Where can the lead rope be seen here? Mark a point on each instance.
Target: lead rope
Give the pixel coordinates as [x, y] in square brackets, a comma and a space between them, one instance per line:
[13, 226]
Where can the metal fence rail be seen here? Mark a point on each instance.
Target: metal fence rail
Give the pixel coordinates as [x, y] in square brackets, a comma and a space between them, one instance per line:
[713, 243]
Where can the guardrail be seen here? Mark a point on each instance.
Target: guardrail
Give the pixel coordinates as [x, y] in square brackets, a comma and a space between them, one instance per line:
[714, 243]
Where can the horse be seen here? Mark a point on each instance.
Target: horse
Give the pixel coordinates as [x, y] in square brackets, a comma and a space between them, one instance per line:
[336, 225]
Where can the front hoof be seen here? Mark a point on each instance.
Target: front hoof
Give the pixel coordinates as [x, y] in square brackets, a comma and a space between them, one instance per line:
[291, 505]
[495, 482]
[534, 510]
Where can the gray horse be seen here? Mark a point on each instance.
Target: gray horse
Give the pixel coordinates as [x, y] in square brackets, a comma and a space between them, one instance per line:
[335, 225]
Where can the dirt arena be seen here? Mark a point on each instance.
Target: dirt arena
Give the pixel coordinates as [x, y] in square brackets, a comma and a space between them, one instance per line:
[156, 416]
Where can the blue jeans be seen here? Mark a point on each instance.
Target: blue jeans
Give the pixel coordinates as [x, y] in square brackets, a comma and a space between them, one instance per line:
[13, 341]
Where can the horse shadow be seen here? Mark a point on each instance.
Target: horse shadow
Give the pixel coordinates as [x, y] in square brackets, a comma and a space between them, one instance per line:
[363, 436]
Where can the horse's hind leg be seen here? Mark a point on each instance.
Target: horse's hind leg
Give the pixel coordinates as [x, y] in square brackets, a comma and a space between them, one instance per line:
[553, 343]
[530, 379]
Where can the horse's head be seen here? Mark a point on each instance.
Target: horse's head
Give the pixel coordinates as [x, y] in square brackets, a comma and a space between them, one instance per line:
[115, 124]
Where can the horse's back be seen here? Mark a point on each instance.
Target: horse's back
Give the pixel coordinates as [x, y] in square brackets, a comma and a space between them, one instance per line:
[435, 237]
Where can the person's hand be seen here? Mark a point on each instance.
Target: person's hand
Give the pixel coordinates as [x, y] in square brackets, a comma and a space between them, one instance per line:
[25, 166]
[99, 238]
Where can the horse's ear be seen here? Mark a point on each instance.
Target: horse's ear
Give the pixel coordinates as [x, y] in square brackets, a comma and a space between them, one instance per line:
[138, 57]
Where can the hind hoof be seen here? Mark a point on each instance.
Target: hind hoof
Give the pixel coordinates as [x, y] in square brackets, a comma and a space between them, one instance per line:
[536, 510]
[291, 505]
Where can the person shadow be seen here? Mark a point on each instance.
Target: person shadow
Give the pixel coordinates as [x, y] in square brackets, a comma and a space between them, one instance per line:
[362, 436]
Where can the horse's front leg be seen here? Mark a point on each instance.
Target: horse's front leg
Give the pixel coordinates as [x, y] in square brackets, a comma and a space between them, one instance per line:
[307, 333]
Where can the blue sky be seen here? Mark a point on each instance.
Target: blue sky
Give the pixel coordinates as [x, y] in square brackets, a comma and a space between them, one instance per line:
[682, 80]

+-------+

**What you need to do**
Print out all the entries precisely as written.

**Correct result**
Where can the lead rope be seen here? Mark a point on each instance.
Target: lead rope
Give the pixel coordinates as [x, y] in square brackets, a comma and a space between them, one instance per line:
[13, 226]
Where can the metal fence rail be seen here? Mark a point on each instance.
Target: metal fence rail
Give the pixel coordinates as [x, y] in square brackets, a comma and a space between them, one instance per line:
[713, 243]
Where can the guardrail be seen here? Mark a point on each instance.
Target: guardrail
Give the pixel coordinates as [x, y] in square brackets, a comma and a space between them, one instance per line:
[714, 243]
Where can the horse be seen here? Mark a point on each instance.
Target: horse
Give the pixel coordinates as [x, y] in square brackets, a comma and a space between them, one instance per line:
[336, 225]
Where can the front hoof be seen here? Mark a point on each instance.
Target: front hoof
Give the pixel coordinates as [x, y] in square brackets, a comma and a space between them, one instance per line:
[291, 505]
[495, 482]
[534, 510]
Where can the gray horse be seen here? Mark a point on each instance.
Target: gray horse
Give the pixel coordinates as [x, y] in square brackets, a comma and a space between them, one instance per line:
[335, 225]
Where can the dirt arena be seen here? Mark a point on each instance.
Target: dirt arena
Give the pixel coordinates as [x, y] in square brackets, a comma and a space between them, one instance per line:
[156, 416]
Where can the blue jeans be seen here? Mark a point on each instance.
Target: blue jeans
Give the pixel coordinates as [x, y] in square brackets, a comma and a space between them, one instance per line:
[13, 341]
Where can the horse shadow be seen here? Mark a point on each instance.
Target: horse shadow
Give the pixel coordinates as [x, y] in square brackets, a comma and a space between them, one instance per line:
[363, 436]
Where can the horse's hind leg be seen here? Mark a point on each instance.
Target: horse's hind leg
Give the pixel coordinates as [x, y] in square brackets, a comma and a space between them, one instance per line:
[553, 343]
[530, 379]
Where can the horse's head be seen here? Mark a point on each instance.
Target: horse's head
Give the pixel coordinates as [x, y] in square brackets, a comma and a space between them, one instance per line:
[115, 124]
Where can the horse's back be seen here? Mark a point on each instance.
Target: horse's back
Give the pixel coordinates as [x, y] in square brackets, a comma and a space between them, one instance per line:
[435, 237]
Where can the person's hand be seen here? Mark a point on each instance.
Target: person's hand
Give the pixel coordinates as [x, y] in square brackets, a comma and a space between them, one instance per line:
[25, 166]
[99, 238]
Where can the horse's ear be seen here? Mark a point on each instance.
Target: horse's ear
Give the pixel coordinates as [x, y] in square brackets, a comma and a space between them, one instance per line:
[138, 57]
Where can the hind hoof be seen here? Mark a point on each instance.
Target: hind hoof
Give the pixel coordinates as [x, y] in square brackets, a comma and a space between them, one instance per line:
[536, 510]
[291, 505]
Where can the person shadow be seen here? Mark a point on each instance.
Target: person shadow
Give the pixel coordinates as [x, y] in square brackets, a comma and a space between them, one instance per line:
[362, 436]
Where can the horse's front leg be seen here? Mark a point on each instance.
Target: horse's front leg
Give the pixel coordinates as [x, y] in square brackets, a comma and a space between them, one instance per line:
[307, 333]
Where can the blue sky be seen here? Mark a point on each instance.
Target: blue sky
Give the pixel coordinates as [x, y] in square brackets, a comma and a space between them, one instance per line:
[682, 80]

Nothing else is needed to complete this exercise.